Input data ::
☆ ☆ ☆ ☆

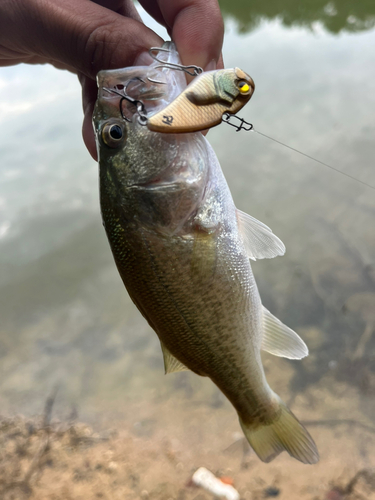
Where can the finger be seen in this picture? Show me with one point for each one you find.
(196, 27)
(124, 7)
(94, 38)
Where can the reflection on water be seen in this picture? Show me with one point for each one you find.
(66, 318)
(335, 16)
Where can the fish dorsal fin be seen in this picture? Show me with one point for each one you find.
(280, 340)
(259, 240)
(171, 364)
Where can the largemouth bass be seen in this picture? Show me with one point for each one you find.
(183, 249)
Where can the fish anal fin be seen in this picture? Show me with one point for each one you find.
(171, 364)
(284, 433)
(259, 240)
(280, 340)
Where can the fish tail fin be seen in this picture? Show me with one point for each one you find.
(284, 433)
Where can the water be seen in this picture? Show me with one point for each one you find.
(66, 318)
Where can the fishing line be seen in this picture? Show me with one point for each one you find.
(244, 125)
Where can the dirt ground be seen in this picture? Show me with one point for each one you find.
(152, 456)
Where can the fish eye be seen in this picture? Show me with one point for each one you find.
(243, 87)
(113, 134)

☆ ☆ ☆ ☆

Format the records from the line containing "Where can the fish tail" through the end of the records as a two-column CSV with the header text,answer. Give one row per record, putting each value in a single quoted field and replacing any line breaks with spaces.

text,answer
"Where can the fish tail fin be seen in this picture? Show me with one point for each one you find.","(284, 433)"
"Where can the water be seen in this picture? Show me with one point for each one you find.","(66, 318)"
"Where can the fishing line be seen in this picture? Show me with one point for each one you find.","(244, 125)"
"Where can the dirt ground be seen in this picture? Show me with one point for each one you find.","(152, 456)"
"Where can the fish eye be seen in this picture? Show me with one point for each one you find.","(243, 87) (113, 134)"